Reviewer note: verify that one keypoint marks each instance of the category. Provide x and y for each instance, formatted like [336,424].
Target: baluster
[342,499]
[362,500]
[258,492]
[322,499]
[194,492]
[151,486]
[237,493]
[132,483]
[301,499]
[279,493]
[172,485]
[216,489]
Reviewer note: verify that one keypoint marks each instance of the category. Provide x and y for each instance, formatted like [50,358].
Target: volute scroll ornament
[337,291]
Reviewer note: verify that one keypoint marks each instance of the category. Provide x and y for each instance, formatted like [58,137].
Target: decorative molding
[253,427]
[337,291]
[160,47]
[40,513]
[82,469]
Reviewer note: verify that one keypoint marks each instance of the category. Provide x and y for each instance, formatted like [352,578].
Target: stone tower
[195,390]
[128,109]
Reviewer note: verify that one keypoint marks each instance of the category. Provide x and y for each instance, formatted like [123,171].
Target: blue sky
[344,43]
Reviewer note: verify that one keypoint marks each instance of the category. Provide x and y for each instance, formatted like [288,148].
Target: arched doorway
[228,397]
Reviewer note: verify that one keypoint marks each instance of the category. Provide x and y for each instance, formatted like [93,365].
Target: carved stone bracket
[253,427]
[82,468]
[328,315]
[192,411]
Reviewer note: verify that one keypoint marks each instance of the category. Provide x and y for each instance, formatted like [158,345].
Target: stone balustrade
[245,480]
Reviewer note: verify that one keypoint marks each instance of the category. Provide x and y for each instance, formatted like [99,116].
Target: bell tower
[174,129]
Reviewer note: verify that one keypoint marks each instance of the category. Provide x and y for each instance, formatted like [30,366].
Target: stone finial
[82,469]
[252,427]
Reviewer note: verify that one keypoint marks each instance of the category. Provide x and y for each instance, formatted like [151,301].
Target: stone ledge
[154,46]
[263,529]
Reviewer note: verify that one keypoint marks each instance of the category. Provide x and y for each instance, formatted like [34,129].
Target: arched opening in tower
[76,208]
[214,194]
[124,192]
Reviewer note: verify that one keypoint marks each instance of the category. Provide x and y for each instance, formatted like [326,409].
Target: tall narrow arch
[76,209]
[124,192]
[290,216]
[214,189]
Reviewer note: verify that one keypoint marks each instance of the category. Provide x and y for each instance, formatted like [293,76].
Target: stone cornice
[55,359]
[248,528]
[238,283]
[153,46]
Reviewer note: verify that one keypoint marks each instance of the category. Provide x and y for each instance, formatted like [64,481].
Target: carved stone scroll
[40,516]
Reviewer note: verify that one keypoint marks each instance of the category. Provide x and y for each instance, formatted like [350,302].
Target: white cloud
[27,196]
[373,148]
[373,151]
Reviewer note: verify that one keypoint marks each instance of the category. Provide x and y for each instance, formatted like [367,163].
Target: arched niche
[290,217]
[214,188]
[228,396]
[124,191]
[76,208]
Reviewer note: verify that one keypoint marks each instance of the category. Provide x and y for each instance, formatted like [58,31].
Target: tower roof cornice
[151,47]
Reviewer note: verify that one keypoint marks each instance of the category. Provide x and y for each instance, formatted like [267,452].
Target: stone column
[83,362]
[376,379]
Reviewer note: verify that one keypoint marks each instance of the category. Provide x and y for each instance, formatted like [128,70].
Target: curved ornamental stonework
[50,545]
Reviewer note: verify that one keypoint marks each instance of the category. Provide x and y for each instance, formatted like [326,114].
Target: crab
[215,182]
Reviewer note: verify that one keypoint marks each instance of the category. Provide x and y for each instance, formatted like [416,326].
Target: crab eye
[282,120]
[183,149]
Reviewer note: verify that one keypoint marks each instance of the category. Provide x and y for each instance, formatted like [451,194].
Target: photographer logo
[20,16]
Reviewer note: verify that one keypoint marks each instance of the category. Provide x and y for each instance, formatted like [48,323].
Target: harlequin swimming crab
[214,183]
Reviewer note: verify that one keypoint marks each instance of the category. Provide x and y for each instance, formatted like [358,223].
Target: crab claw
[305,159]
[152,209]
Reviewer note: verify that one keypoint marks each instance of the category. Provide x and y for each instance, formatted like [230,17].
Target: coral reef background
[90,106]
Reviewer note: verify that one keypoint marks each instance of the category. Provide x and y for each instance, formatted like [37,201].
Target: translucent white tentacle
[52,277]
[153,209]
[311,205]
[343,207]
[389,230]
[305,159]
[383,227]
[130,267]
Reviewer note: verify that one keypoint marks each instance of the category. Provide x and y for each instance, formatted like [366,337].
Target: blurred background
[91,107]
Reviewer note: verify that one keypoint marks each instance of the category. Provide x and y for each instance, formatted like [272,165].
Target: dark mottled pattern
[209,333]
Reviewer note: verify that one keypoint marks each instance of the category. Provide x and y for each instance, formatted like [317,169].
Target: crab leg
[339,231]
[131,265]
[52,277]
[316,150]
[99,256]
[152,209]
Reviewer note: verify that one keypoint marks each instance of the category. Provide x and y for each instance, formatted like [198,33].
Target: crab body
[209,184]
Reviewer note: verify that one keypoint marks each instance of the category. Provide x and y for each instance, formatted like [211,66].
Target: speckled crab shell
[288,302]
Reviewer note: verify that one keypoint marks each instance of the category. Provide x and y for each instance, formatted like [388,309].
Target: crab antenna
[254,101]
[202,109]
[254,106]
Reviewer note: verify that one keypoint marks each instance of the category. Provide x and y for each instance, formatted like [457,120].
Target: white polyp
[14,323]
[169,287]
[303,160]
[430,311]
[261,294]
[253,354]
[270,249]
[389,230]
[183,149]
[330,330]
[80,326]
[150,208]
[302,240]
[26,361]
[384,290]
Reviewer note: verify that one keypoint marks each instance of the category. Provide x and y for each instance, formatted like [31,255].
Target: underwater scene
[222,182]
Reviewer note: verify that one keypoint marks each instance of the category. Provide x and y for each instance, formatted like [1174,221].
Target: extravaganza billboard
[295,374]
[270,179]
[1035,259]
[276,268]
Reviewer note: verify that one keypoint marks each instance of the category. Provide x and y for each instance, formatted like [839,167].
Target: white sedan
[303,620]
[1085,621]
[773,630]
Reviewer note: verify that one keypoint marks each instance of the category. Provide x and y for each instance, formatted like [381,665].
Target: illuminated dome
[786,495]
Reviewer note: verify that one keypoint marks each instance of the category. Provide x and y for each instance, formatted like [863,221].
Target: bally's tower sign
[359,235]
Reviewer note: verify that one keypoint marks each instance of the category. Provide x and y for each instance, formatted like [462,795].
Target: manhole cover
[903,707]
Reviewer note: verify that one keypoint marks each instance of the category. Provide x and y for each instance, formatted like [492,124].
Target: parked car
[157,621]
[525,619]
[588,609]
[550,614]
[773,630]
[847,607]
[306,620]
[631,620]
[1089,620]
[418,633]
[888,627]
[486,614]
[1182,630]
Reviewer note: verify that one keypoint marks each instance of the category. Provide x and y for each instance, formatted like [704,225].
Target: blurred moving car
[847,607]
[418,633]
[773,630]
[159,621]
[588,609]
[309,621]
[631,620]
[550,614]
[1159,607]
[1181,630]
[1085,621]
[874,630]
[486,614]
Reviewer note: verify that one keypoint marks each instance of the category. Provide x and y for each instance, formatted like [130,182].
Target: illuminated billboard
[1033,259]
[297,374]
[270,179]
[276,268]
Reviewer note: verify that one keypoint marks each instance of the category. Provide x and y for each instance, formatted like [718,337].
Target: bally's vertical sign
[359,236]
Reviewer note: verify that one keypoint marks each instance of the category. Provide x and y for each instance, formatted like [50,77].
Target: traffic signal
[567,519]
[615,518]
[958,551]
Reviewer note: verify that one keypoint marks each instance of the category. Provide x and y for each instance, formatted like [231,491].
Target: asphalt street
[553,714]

- _What to produce_
Your task is to give the records above again, exactly.

- _Answer for this exercise_
Reviewer note: verify that one keypoint marks each instance of the category. Provide x and y for each instance, formatted like [336,424].
Target: baluster
[342,499]
[362,500]
[258,492]
[322,499]
[194,492]
[151,486]
[237,493]
[132,483]
[301,499]
[279,493]
[172,485]
[216,489]
Reviewer note: verify that one keypoint marks each instance of the category. Provide x and y for each instance, formatted like [50,358].
Target: volute scroll ornament
[337,291]
Reviewer note: verify that one keypoint marks each instance of the category. Provide x and y for each instance, formatted like [58,137].
Target: decorative molding
[253,427]
[337,291]
[160,47]
[40,513]
[82,469]
Reviewer note: verify that one keypoint marks each instance of the category. Provide x and y for each instance, formatted like [352,578].
Target: stone tower
[195,390]
[128,109]
Reviewer note: verify that one keypoint marks each instance of the category. Provide x and y for each instance, formatted like [123,171].
Target: blue sky
[344,43]
Reviewer note: verify that one keypoint marks each instance of the category. Provide x and y for each instance, formatted like [288,148].
Target: arched doorway
[228,397]
Reviewer note: verify that one keypoint marks each instance of the category. Provide x and y for each instance, formatted like [93,365].
Target: carved stone bracket
[253,427]
[82,468]
[328,315]
[192,411]
Reviewer note: verify that one keypoint marks each instance of the category. Provide x and y for each instance, formatted like [158,345].
Target: stone balustrade
[245,480]
Reviewer note: verify that one keypoint marks each instance of the category. Provide x and y for each instance, formatted like [99,116].
Target: bell tower
[174,129]
Reviewer note: verify that one keypoint marks each instance of the category. Provide x and y for each instance, formatted like [30,366].
Target: stone finial
[82,469]
[252,427]
Reviewer note: verify that one keypoint marks each instance of the category. Provide x and y for each instance, formatted like [151,301].
Target: stone ledge
[154,46]
[263,529]
Reviewer note: verify that one keypoint marks each instance of the category. Provide x and y for each instance, formatted like [34,129].
Target: arched opening in tower
[76,208]
[214,194]
[124,192]
Reviewer note: verify that one keypoint marks each instance of the category. Provide x and y for each instance, formatted like [326,409].
Target: tall narrow arch
[76,209]
[124,192]
[290,216]
[214,189]
Reviewer note: verify that one keypoint marks each instance of the category. Provide x and y for each instance, formatted like [293,76].
Target: stone cornice
[55,359]
[248,528]
[238,283]
[153,46]
Reviewer note: verify that one keypoint marks each instance of the category. Provide x and y for each instance, formatted like [64,481].
Target: carved stone scroll
[40,516]
Reviewer note: verify that one keypoint marks each instance of the category. Provide x and y for each instance, formatted like [350,302].
Target: white cloud
[27,196]
[373,148]
[373,151]
Reviewer note: verify that one keypoint marks each instance of the category. Provide x and y for each instance, formatted like [367,163].
Target: arched niche
[290,217]
[214,188]
[228,396]
[124,191]
[76,208]
Reviewer note: verify that one keypoint marks each instance of the category. Provide x and y for each instance, formatted like [58,31].
Target: tower roof cornice
[151,47]
Reviewer note: verify that one keypoint marks each instance of the category. Provide x and y for each instance, formatted like [267,452].
Target: stone column
[83,362]
[376,379]
Reviewer note: verify that one keypoint marks each instance of the category. Provide x and y for each instance, formatted like [128,70].
Target: curved ornamental stonework
[50,545]
Reviewer note: verify that one keypoint marks each instance of the category. Provide x and y for each instance, formatted like [326,114].
Target: crab
[215,182]
Reviewer note: verify that one keypoint marks each instance of the category. Provide x and y for each instance, formatted like [416,326].
Target: crab eye
[282,120]
[183,149]
Reviewer note: verify that one keypoint marks each instance of the category. Provide x and y for each instance, formatted like [451,194].
Target: photographer logo
[20,16]
Reviewer note: verify that one keypoint marks each instance of the category. Provide x and y for each instance, formatted like [48,323].
Target: harlequin swimming crab
[214,183]
Reviewer note: verify that one keypoint marks each instance of the category. Provide x and y for each instance, formatted like [358,223].
Target: crab claw
[305,159]
[152,209]
Reviewer note: verify that one keypoint marks each instance of the category. Provide x and y for each instance, formatted like [230,17].
Target: coral reef background
[90,106]
Reviewer note: verify that one keypoint marks each instance of the category. Provide x and y for each instance, formatted like [37,201].
Target: translucent white tentacle
[52,277]
[153,209]
[311,205]
[343,207]
[389,230]
[305,159]
[383,227]
[130,267]
Reviewer note: verify that one keypoint marks each instance of the category. Provide x and y for each instance, formatted like [366,337].
Target: blurred background
[91,107]
Reviewer note: verify that one keypoint marks each instance of the category. Provide x and y for each instance, formatted like [272,165].
Target: dark mottled pattern
[209,333]
Reviewer note: verify that one keypoint marks each instance of the category. Provide x and y for each instance, formatted like [317,169].
Target: crab leg
[339,231]
[131,265]
[52,277]
[316,150]
[99,256]
[152,209]
Reviewer note: verify that one keypoint marks each instance of the category. Provide x and y for each instance, formatted like [198,33].
Target: crab body
[209,184]
Reviewer note: verify that one keypoint marks each instance of the category. Provide x and y for each instance, formatted like [211,66].
Target: speckled crab shell
[288,302]
Reviewer note: verify that one keypoint marks each instance of the category. Provide x and y for each instance, formatted like [388,309].
Target: crab antenna
[254,101]
[202,109]
[254,106]
Reviewer note: verify that one keypoint marks each instance of the category. Provide x and y for each instance, formatted like [457,120].
Target: white polyp
[14,323]
[169,287]
[303,160]
[430,311]
[261,294]
[253,354]
[270,249]
[389,230]
[183,149]
[330,330]
[80,326]
[150,208]
[302,240]
[26,361]
[384,290]
Reviewer note: verify that one keypoint marks each instance of the category. Provide x and y for each instance, formatted like [31,255].
Target: underwater scene
[222,182]
Reviewer note: verify that one keypoint marks each instance of the category. Provide x and y for each instance, formatted like [1174,221].
Target: extravaganza billboard
[295,374]
[270,179]
[1035,259]
[276,268]
Reviewer note: verify that one keypoint marks each instance of the category. Provide x and y for each instance, formatted like [839,167].
Target: white sedan
[303,620]
[1085,621]
[773,630]
Reviewer note: verify that one keypoint marks each instance of the category. Provide x and y for each instance, formatted like [381,665].
Target: illuminated dome
[786,495]
Reviewer note: verify that one keypoint marks each instance of the category. Provide x and y for each instance, formatted like [863,221].
Target: bally's tower sign
[359,235]
Reviewer note: verify that one keypoint marks each instance of the category. Provide x and y for each instance, formatted like [462,795].
Target: manhole cover
[903,707]
Reviewer note: verify that one keypoint marks each instance of the category. Provide x and y for each instance, formatted like [492,124].
Target: parked car
[157,621]
[525,619]
[588,609]
[550,614]
[773,630]
[847,607]
[306,620]
[631,620]
[1089,620]
[418,633]
[888,627]
[486,614]
[1182,630]
Reviewer note: verify that one keypoint marks each instance of the category. Provide x and y for each instance, formatted like [704,225].
Target: blurred moving car
[847,607]
[418,633]
[773,630]
[159,621]
[588,609]
[309,621]
[631,620]
[550,614]
[1159,607]
[1181,630]
[1085,621]
[874,630]
[486,614]
Reviewer note: verify that one keypoint marks each instance of the category. Provide x and y for each instance, formatted like [130,182].
Target: illuminated billboard
[1033,259]
[297,374]
[270,179]
[276,268]
Reviewer note: verify that one keypoint marks each instance of the category. Provide x and y for each instance, formatted like [718,337].
Target: bally's vertical sign
[359,236]
Reviewer note: verify that one keypoint marks each instance of the category. Provide x and y for each instance, formatted like [50,77].
Target: traffic signal
[567,519]
[615,518]
[958,551]
Reviewer note: verify that one keypoint marks each instance of the category. Provide x and y for each instance, formatted like [231,491].
Target: asphalt street
[553,714]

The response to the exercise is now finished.